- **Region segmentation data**

# # # # # # #

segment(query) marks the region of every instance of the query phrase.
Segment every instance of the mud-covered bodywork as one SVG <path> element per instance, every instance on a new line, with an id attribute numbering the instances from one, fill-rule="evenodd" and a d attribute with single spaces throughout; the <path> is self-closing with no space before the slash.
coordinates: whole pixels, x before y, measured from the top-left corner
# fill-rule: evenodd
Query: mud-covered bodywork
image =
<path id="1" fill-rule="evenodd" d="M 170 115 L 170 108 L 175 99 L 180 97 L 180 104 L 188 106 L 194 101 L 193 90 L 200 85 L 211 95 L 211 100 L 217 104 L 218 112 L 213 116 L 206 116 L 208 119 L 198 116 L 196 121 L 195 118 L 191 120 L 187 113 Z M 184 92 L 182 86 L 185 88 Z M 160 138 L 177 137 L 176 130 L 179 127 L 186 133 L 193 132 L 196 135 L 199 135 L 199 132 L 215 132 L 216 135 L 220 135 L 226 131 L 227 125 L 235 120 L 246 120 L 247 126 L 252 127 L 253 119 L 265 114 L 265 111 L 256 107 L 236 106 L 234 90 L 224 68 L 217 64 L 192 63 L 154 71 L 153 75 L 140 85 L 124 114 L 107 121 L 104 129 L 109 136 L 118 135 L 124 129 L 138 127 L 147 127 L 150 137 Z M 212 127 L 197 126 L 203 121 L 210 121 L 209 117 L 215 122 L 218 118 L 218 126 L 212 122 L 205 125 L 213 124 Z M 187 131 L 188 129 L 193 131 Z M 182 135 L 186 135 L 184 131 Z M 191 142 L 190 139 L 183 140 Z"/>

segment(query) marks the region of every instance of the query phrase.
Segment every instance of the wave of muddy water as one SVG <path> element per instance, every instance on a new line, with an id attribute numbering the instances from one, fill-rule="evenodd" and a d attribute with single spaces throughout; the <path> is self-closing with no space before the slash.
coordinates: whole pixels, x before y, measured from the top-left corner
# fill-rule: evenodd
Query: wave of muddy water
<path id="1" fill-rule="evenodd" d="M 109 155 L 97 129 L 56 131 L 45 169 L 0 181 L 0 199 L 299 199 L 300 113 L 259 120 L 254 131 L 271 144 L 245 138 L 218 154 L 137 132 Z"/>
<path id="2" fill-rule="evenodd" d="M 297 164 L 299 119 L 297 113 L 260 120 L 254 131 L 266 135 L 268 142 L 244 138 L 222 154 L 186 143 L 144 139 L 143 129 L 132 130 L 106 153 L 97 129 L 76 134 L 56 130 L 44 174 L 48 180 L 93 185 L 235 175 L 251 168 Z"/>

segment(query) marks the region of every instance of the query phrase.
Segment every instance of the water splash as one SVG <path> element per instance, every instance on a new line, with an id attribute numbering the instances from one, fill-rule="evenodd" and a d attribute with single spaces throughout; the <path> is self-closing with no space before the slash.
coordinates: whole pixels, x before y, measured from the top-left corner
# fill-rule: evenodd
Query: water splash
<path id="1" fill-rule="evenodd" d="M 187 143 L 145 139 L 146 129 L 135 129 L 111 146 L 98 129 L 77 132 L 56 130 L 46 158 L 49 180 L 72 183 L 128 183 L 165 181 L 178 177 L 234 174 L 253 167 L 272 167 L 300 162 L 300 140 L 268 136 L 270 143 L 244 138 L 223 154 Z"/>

# # # # # # #

- **REQUIREMENTS**
Return the data from its first line through the line containing "170 115 L 170", keeping every character of those lines unchanged.

- **SOLUTION BELOW**
segment(query) marks the region of every instance of the query phrase.
Segment every instance of the mud-covered bodywork as one SVG <path> element per instance, every instance on a new line, with an id attribute numbering the instances from one, fill-rule="evenodd" and a d attribute with single spaces throughout; the <path> is self-closing with no space before the slash.
coordinates: whole pixels, x before y, measured from the top-left corner
# fill-rule: evenodd
Query: mud-covered bodywork
image =
<path id="1" fill-rule="evenodd" d="M 170 115 L 170 108 L 175 99 L 180 97 L 180 104 L 188 106 L 194 101 L 193 90 L 200 85 L 211 95 L 211 100 L 217 104 L 218 112 L 213 116 L 206 116 L 208 119 L 198 116 L 196 121 L 195 118 L 191 120 L 187 113 Z M 184 92 L 182 86 L 185 88 Z M 160 138 L 177 137 L 176 130 L 179 127 L 186 133 L 193 132 L 196 135 L 199 135 L 199 132 L 215 132 L 216 135 L 220 135 L 226 131 L 227 125 L 235 120 L 246 120 L 247 126 L 252 127 L 253 119 L 265 114 L 265 111 L 256 107 L 236 106 L 234 90 L 224 68 L 217 64 L 192 63 L 154 71 L 153 75 L 140 85 L 124 114 L 107 121 L 104 129 L 109 136 L 118 135 L 124 129 L 138 127 L 147 127 L 150 137 Z M 212 127 L 197 126 L 203 121 L 210 121 L 209 117 L 215 122 L 218 118 L 218 126 L 212 122 L 205 125 L 213 124 Z M 187 131 L 188 129 L 193 131 Z M 182 135 L 186 135 L 184 131 Z M 191 142 L 190 139 L 183 140 Z"/>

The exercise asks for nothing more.